Tasks to carry out —
(a) List every name of a person that appears in the comments that follow the opening paragraph of the discussion of Russ, in order of first appearance.
(b) In the discussion of Russ, what two things does Russ make her heroine?

Page text —
----------

The second half is a reflexive analysis of what it means to be that agent of reaction and militancy, the one who snaps and kills everyone. Russ is open-ended on this point. When our heroine is considering the justification (or not) of her murders, there is no answer to be had. She asks herself the question: are her murders justified given that she is a casualty of the imperialistic tendencies she’s suffered under (and her suffering is a given; Russ is scabrous enough about it)? To what extent is she a thoughtful militant reacting to the worst in human society, and to what extent is she simply a homicidal maniac long divorced from any rational cause? Russ does not offer a rational discussion but an intuitive one, as her long-seated ideas mutate and take on dissociative forms. By making her both a fundamentalist and a feminist, by having the voices of sanity and insanity comingle in her head, Russ suggests that there is simply no separating the two sides. She is incapable of isolating her activism from her trauma and victimization. Russ says: how could she? None of us are at liberty to step back freely from the preconditions of society and view the matter from an imagined objectivity. It’s a Fanonian answer, and it makes Russ one of the most distinctive radicals to have written in science fiction. Most portray revolutionaries as rational agents or great unwashed proletarian masses; Russ is not willing to stop at dialectical materialism.
3 October 2006 at 07:42
Waggish, have you ever written on Delany’s fiction? (Not being much of a sci-fi fan, the only Russ I’ve read – The Female Man – was on Delany’s recommendation.) I’d love to read similarly well-considered work on his fiction.
3 October 2006 at 18:08
I find I like Russ better in theory than in practice, I’m afraid: always interesting and intelligent (and I agree her narrative voice(s) is/are very compelling), her fictions do not ultimately engage me on the grounds of character.
I am also sorry to say that something about your post reminded me of a delightfully trashy Shirley Conran novel called “Savages”:
Good stuff! I second the desire to hear your thoughts on Delany.

----------

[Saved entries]
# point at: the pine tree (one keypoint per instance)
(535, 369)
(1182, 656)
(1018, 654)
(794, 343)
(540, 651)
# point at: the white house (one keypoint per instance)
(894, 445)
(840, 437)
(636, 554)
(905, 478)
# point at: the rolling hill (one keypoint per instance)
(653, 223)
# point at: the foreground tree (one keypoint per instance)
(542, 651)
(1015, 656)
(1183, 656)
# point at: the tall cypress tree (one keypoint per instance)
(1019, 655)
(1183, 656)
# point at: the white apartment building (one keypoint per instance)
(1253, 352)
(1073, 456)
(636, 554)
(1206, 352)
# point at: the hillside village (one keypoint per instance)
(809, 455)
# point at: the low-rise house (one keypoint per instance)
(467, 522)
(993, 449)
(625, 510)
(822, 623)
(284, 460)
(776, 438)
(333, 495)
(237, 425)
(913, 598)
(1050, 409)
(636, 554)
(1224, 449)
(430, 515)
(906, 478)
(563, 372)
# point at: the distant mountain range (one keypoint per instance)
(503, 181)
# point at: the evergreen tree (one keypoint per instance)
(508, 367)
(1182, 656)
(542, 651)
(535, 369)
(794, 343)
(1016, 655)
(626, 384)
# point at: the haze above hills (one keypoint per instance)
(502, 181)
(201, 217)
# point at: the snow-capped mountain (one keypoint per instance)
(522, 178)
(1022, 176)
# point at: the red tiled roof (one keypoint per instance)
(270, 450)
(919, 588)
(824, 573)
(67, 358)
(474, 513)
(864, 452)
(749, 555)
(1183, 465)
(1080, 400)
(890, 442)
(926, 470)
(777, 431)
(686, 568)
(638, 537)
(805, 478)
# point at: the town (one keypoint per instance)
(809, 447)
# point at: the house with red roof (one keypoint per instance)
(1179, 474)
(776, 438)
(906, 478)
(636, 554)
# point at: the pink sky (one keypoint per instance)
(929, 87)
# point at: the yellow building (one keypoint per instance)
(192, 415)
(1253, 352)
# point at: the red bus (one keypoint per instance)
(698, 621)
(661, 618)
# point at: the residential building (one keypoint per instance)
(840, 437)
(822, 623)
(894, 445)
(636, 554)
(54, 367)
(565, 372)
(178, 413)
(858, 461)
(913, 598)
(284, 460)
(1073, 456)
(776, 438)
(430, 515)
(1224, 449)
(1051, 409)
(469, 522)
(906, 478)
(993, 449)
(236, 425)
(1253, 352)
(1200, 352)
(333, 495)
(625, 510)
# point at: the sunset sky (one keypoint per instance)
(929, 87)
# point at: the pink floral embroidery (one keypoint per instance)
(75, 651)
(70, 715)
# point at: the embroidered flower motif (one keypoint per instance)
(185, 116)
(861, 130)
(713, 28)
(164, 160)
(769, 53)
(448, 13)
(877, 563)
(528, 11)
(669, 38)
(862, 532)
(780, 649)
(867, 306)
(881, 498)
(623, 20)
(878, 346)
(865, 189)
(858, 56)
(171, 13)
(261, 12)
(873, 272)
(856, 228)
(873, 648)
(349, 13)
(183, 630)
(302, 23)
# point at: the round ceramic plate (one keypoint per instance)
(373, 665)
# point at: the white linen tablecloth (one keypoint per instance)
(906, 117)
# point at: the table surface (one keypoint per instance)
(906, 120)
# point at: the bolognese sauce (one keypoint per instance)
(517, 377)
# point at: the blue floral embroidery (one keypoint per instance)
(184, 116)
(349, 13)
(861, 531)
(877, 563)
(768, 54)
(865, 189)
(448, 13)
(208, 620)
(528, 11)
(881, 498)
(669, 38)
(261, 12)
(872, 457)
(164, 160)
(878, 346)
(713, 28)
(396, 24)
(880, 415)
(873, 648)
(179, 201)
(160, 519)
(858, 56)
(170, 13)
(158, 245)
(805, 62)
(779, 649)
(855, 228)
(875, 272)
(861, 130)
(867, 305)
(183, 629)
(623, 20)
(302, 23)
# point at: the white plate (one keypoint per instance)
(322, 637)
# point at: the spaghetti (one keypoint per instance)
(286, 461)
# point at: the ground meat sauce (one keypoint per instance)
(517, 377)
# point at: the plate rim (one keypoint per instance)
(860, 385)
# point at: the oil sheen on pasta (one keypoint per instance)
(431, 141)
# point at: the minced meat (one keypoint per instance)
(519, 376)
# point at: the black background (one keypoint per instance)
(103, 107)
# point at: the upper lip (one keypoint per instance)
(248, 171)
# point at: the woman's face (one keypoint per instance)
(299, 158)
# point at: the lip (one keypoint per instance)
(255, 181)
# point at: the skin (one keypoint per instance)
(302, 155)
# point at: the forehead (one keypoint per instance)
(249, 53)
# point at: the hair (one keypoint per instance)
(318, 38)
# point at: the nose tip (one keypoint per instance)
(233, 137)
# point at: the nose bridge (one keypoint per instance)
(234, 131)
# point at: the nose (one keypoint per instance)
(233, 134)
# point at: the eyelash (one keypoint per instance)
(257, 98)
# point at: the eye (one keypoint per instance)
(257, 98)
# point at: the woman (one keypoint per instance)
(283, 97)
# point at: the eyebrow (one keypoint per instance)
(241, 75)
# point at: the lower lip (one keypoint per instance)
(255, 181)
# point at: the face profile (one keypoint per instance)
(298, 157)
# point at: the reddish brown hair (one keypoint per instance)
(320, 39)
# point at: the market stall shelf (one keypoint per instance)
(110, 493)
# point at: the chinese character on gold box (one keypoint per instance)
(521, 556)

----------

Expected results —
(a) Waggish, Delany, Russ, Shirley Conran

(b) Both a fundamentalist and a feminist.